Resenhando.com - A obra trata também das questões de gênero como eixo estruturante da convivência democrática. Como a pedagogia para o viver em comum pode lidar com os conservadorismos e retrocessos no debate sobre gênero no Brasil?
Lindomar Wessler Boneti - A pedagogia para o viver em comum entende que as questões de gênero constituem temáticas centrais na discussão com a perspectiva da construção de uma convivência verdadeiramente democrática. Isto por entender que tais questões dizem respeito diretamente à justiça, à igualdade e ao reconhecimento da diversidade humana. Diante do conservadorismo e do retrocesso no debate sobre gênero no Brasil, essa pedagogia propõe um caminho baseado no diálogo, no respeito às diferenças e na formação ética dos sujeitos. Em vez de impor verdades absolutas, ela busca criar espaços educativos onde as desigualdades de gênero possam ser problematizadas de forma crítica, mas também sensível, com a perspectiva do acolhimento em sua pluralidade. Essa abordagem é fundamental porque o conservadorismo tende a reforçar hierarquias e estigmas, enquanto a pedagogia para o viver em comum aposta na emancipação e na convivência solidária. Lidar com retrocessos, portanto, exige uma educação que não apenas informe, mas forme sujeitos capazes de reconhecer e transformar realidades excludentes.
Resenhando.com - Na sua experiência, que práticas pedagógicas concretas conseguem transformar a educação cidadã em uma experiência genuína de reconhecimento e cuidado com o outro?
* * *
(Partes do exercício):
(1) Na entrevista, a que as questões de gênero dizem respeito diretamente?
(2) Segundo a entrevista, em que se baseia o caminho proposto pela pedagogia para o viver em comum diante do conservadorismo e do retrocesso no debate sobre gênero? Enumere todos os elementos citados.
(3) Devolva o trecho da entrevista que começa em "Resenhando.com - A" e termina em "gênero no Brasil?", sem nenhuma alteração.
* * *
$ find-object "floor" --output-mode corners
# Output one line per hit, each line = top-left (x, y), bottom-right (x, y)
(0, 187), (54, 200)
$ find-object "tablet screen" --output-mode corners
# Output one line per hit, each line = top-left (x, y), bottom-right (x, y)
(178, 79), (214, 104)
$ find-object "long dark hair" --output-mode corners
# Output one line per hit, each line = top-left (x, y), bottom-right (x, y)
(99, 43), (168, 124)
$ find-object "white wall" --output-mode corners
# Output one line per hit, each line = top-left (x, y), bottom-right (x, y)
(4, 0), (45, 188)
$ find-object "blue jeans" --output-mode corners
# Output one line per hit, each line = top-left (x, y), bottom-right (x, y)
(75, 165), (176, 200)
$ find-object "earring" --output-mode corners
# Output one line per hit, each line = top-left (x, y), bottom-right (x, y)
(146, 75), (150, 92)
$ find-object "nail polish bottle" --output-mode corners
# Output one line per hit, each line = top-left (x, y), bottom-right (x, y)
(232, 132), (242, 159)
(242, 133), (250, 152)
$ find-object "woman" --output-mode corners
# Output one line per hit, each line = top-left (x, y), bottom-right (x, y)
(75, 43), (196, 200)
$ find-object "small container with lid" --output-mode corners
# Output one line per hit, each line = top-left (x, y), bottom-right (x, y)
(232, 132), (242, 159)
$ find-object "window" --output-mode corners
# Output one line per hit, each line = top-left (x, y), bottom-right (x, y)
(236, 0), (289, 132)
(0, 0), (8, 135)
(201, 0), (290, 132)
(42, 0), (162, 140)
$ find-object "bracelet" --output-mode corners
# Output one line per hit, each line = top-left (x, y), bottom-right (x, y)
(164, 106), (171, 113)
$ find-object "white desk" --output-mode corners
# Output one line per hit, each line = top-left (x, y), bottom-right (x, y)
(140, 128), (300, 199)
* * *
(Resultados do exercício):
(1) Dizem respeito diretamente à justiça, à igualdade e ao reconhecimento da diversidade humana.

(2)
- No diálogo
- No respeito às diferenças
- Na formação ética dos sujeitos

(3)
Resenhando.com - A obra trata também das questões de gênero como eixo estruturante da convivência democrática. Como a pedagogia para o viver em comum pode lidar com os conservadorismos e retrocessos no debate sobre gênero no Brasil?